TASK DESCRIPTION: Without any pictures, reproduce exactly the lines running from the line containing "point: green grass, one" through the end of the entries.

DATA EXCERPTS:
++++++++

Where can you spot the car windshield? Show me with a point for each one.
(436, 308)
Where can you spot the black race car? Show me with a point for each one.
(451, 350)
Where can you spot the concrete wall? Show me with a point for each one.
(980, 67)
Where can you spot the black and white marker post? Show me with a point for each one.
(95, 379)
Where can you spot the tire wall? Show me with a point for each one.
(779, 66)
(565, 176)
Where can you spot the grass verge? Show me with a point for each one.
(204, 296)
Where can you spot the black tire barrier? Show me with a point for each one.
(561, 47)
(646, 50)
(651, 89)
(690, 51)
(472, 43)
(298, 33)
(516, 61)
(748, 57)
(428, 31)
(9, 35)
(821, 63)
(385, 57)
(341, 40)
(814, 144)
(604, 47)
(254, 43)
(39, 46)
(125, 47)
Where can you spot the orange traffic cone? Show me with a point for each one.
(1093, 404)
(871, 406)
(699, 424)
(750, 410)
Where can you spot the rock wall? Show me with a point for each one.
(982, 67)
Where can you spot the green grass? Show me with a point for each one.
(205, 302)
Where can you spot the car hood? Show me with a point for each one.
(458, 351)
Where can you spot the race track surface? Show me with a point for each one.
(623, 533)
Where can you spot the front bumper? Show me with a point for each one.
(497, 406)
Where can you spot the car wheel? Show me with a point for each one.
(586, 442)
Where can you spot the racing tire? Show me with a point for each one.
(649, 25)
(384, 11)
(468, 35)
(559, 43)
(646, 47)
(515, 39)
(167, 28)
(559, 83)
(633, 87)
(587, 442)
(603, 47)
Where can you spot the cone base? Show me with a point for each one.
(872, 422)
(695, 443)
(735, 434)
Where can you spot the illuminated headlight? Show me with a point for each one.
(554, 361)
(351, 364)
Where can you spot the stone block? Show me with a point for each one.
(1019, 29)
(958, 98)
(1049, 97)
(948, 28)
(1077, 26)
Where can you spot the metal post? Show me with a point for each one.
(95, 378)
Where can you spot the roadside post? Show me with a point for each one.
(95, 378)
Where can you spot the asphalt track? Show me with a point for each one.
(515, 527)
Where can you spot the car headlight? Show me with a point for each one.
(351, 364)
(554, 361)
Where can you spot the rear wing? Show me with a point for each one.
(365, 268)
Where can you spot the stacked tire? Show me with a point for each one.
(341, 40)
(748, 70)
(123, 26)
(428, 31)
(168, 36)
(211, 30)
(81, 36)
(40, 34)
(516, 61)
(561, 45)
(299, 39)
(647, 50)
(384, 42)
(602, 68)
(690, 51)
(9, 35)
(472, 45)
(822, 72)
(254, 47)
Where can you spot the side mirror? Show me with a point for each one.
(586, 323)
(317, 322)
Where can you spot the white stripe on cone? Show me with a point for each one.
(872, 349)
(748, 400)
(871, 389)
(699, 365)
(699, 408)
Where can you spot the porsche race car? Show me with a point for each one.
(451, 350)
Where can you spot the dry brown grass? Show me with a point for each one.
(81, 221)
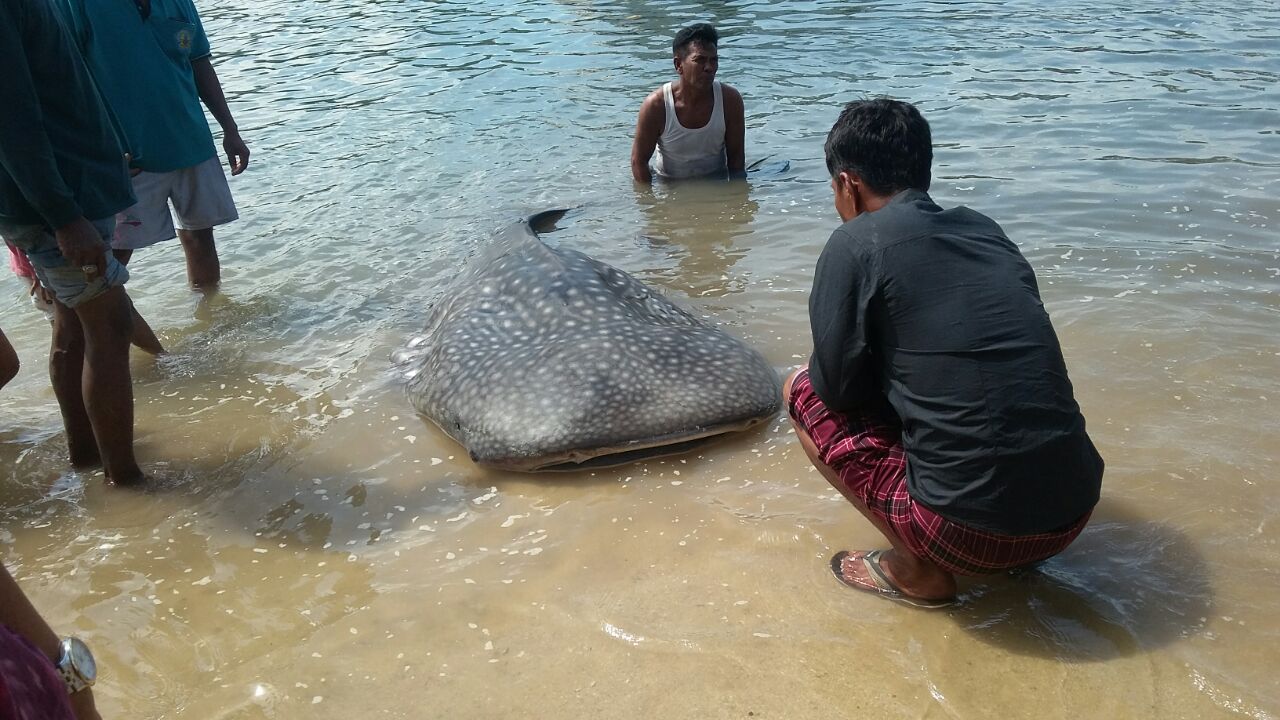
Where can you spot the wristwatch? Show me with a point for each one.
(76, 665)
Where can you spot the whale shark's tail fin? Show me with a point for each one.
(547, 219)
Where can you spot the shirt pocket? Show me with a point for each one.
(176, 37)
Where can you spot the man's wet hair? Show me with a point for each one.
(886, 142)
(702, 33)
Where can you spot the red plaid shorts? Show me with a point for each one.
(867, 455)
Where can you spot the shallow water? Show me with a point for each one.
(311, 548)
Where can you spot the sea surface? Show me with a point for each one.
(310, 547)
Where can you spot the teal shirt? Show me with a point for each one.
(60, 158)
(144, 71)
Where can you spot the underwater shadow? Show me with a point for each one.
(1125, 586)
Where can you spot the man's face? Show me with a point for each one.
(699, 64)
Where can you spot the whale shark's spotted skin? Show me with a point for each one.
(544, 358)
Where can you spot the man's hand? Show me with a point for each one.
(81, 245)
(237, 153)
(42, 292)
(83, 706)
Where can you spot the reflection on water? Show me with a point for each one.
(1127, 586)
(695, 223)
(310, 547)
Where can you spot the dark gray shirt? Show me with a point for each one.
(937, 313)
(60, 155)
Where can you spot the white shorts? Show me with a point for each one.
(200, 197)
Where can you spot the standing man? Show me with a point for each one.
(63, 177)
(696, 123)
(41, 675)
(151, 60)
(936, 400)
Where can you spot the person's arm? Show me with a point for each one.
(841, 363)
(211, 94)
(735, 131)
(649, 123)
(26, 153)
(21, 616)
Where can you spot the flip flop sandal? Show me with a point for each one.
(883, 586)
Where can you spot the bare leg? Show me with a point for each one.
(108, 388)
(918, 577)
(204, 270)
(65, 373)
(144, 337)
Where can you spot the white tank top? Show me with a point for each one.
(685, 153)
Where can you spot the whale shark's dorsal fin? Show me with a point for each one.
(547, 219)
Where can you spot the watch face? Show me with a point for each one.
(82, 660)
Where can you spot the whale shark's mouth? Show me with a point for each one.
(609, 458)
(625, 456)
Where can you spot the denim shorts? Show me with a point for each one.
(69, 283)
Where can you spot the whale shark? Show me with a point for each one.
(539, 358)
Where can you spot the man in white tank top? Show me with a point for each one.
(695, 123)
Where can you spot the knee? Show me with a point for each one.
(786, 388)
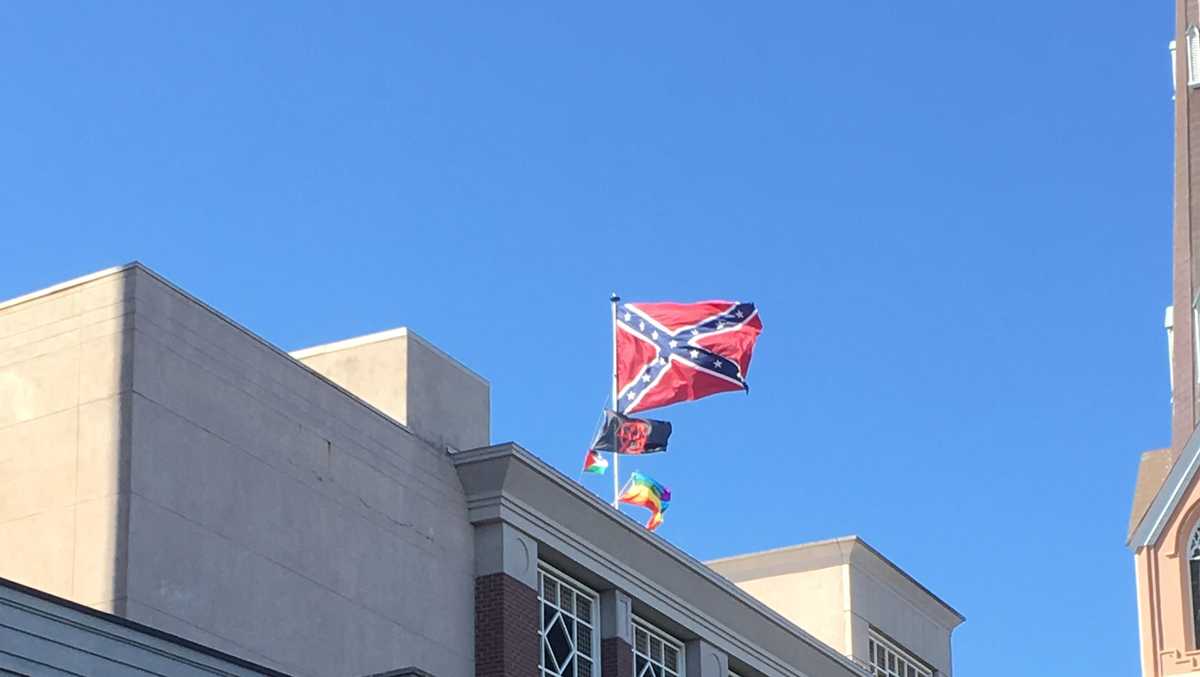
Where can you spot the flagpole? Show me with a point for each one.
(616, 473)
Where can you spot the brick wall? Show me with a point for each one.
(505, 627)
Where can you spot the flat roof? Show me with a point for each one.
(798, 558)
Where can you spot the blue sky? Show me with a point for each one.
(954, 217)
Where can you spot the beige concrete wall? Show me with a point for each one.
(814, 600)
(64, 388)
(276, 517)
(413, 382)
(877, 599)
(162, 462)
(838, 589)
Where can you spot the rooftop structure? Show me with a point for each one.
(341, 510)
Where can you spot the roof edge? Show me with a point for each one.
(855, 541)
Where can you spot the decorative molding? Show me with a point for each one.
(499, 501)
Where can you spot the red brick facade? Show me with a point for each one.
(616, 658)
(505, 628)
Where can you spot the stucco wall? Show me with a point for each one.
(265, 511)
(64, 384)
(814, 600)
(276, 516)
(875, 600)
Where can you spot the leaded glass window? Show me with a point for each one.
(569, 646)
(655, 653)
(889, 660)
(1194, 580)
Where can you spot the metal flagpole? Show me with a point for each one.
(616, 473)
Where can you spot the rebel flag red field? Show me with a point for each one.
(670, 353)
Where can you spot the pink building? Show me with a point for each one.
(1164, 527)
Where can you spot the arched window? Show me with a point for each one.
(1194, 580)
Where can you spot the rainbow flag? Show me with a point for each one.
(594, 462)
(642, 490)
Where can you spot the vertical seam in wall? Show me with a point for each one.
(75, 479)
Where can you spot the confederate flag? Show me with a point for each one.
(670, 353)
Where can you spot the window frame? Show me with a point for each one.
(1193, 580)
(903, 661)
(654, 631)
(593, 623)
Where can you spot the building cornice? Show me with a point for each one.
(505, 483)
(850, 550)
(1168, 497)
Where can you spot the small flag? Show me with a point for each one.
(624, 435)
(643, 491)
(594, 462)
(670, 353)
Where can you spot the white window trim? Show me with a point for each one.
(921, 667)
(666, 637)
(594, 621)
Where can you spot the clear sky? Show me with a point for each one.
(954, 217)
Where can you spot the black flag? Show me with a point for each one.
(624, 435)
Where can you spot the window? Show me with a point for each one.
(568, 631)
(1194, 580)
(889, 660)
(655, 653)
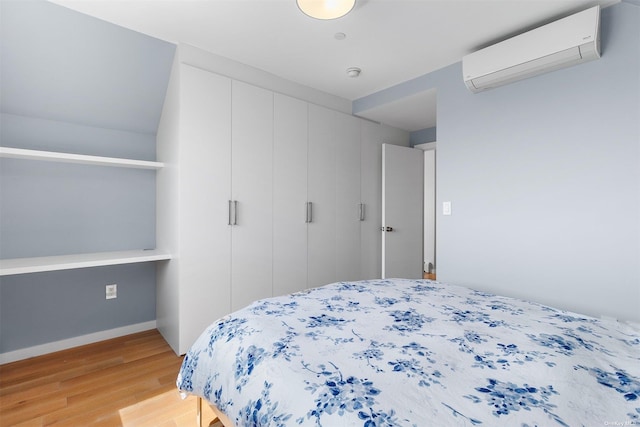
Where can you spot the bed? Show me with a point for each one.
(414, 353)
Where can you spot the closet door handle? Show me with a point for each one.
(235, 212)
(309, 212)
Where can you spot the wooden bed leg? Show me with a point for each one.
(199, 411)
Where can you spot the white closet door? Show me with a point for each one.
(347, 196)
(322, 194)
(371, 196)
(289, 195)
(204, 188)
(252, 183)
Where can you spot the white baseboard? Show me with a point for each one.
(39, 350)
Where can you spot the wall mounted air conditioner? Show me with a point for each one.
(565, 42)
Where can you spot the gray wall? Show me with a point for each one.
(544, 179)
(75, 84)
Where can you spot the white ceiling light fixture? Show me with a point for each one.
(353, 72)
(326, 9)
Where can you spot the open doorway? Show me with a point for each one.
(429, 226)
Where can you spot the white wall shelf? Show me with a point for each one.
(67, 262)
(51, 156)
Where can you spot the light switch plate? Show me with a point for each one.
(111, 291)
(446, 208)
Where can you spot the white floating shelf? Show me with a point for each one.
(52, 156)
(67, 262)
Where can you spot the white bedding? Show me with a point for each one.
(414, 353)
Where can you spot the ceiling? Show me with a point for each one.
(392, 41)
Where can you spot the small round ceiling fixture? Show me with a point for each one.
(353, 72)
(326, 9)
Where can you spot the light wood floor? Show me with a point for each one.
(127, 381)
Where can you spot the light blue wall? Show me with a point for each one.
(423, 136)
(76, 84)
(544, 178)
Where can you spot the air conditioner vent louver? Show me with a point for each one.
(568, 41)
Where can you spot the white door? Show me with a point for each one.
(371, 198)
(402, 211)
(347, 197)
(204, 262)
(252, 194)
(289, 195)
(321, 177)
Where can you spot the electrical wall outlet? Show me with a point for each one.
(111, 291)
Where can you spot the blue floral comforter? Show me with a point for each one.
(414, 353)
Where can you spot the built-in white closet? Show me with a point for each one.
(263, 194)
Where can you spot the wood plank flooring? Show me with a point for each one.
(126, 381)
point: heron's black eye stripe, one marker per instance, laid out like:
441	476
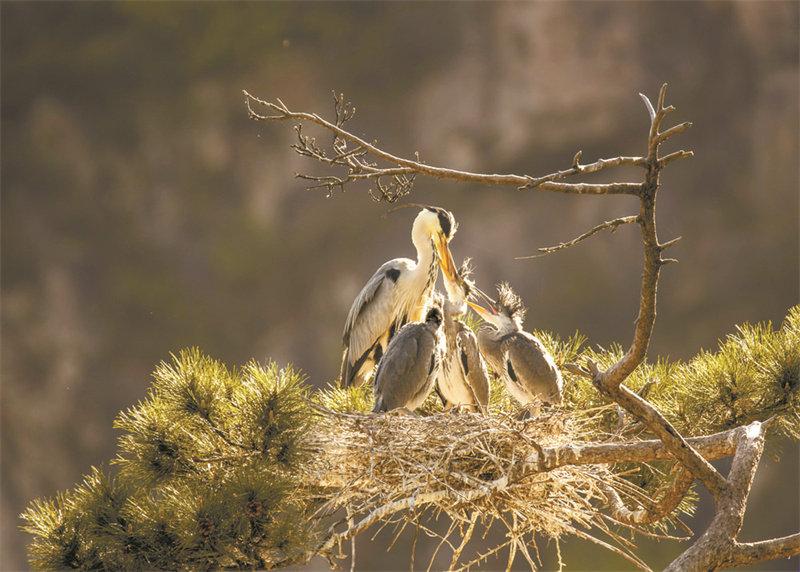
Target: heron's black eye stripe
393	274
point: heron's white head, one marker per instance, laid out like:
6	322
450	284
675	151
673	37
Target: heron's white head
507	313
434	224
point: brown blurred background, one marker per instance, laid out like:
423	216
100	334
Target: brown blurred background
142	212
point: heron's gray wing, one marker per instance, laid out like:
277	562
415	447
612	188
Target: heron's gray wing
405	366
371	314
532	367
472	365
492	349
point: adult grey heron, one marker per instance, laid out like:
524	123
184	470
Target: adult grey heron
399	292
515	355
407	372
463	380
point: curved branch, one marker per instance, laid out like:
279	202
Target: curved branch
775	549
278	111
611	224
670	499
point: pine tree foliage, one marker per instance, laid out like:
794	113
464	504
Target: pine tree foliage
212	466
205	477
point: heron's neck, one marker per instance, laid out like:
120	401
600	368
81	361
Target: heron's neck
425	253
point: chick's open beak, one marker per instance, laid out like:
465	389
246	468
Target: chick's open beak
482	312
446	259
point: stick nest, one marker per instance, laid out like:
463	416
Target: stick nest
400	469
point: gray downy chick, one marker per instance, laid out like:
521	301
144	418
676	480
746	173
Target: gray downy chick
517	356
407	372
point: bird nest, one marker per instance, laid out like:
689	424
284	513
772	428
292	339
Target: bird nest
477	470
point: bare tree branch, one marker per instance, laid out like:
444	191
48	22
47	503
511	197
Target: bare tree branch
278	111
609	224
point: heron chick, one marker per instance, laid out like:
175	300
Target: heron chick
398	293
407	372
463	380
517	356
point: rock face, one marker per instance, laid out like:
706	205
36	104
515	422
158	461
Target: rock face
143	212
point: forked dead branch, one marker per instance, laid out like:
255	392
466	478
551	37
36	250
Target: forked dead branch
514	486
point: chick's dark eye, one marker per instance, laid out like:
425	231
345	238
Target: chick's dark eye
444	222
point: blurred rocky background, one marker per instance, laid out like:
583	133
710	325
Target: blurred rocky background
142	212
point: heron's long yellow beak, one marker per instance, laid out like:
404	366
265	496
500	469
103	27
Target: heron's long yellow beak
446	259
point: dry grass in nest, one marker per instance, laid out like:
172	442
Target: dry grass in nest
477	470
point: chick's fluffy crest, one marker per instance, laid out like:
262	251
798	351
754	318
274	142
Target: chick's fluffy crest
508	301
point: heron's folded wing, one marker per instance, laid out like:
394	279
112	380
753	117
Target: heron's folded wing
370	315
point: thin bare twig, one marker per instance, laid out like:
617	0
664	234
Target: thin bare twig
609	224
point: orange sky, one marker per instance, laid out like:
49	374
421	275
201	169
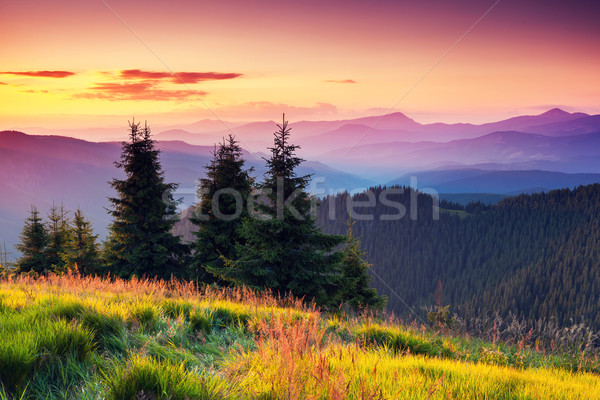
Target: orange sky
248	60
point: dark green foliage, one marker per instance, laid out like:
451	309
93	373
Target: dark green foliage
81	250
223	206
535	257
355	287
59	235
140	242
34	240
284	249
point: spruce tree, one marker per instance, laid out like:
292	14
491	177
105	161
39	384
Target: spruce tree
284	249
59	232
140	242
82	249
34	240
356	290
223	206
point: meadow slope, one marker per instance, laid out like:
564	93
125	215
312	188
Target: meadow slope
90	338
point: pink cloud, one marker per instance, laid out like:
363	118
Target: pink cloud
177	77
340	81
41	74
145	90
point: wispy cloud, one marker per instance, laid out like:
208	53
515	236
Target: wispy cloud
145	90
34	91
40	74
341	81
178	77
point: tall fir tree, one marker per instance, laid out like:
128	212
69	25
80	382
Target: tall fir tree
140	242
356	290
284	249
82	251
34	240
59	232
223	204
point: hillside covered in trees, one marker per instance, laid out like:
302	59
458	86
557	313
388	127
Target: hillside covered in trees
531	256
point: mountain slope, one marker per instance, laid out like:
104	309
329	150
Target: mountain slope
532	256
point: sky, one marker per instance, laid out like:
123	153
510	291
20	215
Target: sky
94	63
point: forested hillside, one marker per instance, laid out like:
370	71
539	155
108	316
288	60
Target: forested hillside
535	256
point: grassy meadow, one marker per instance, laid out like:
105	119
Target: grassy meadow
71	337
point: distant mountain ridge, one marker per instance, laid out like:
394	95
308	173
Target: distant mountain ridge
42	169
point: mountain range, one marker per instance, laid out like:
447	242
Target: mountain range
523	154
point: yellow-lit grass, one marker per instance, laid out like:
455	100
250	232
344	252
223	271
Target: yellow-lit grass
295	360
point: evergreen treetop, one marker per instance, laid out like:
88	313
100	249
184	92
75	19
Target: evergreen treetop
34	240
223	205
284	249
140	242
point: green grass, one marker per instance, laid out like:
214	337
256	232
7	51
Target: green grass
87	338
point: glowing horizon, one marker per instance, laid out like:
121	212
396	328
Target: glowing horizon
68	65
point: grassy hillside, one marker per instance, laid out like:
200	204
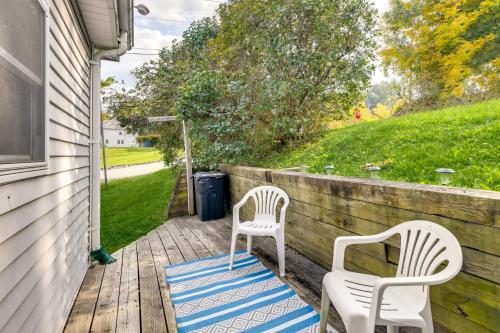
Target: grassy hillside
464	138
127	156
132	207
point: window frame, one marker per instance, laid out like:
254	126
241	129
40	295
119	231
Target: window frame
10	172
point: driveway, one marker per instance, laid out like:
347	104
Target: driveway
133	170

++++++++

COMPLETED TASK:
point: green grass, one marker per instance, laid out like:
214	337
256	232
7	51
Target: green grass
87	338
point: glowing horizon, one marker per instance, laid out like:
121	212
396	328
Target: glowing horizon
68	65
point: grassy hillside, one marker per instance, laid out like:
200	204
Target: grassy hillside
464	138
127	156
132	207
point: window frame, one marker per instance, laid out like:
254	126
241	129
40	295
119	231
Target: window frame
10	172
point: driveway, one marker per instance, laid out like:
347	104
Target: driveway
133	170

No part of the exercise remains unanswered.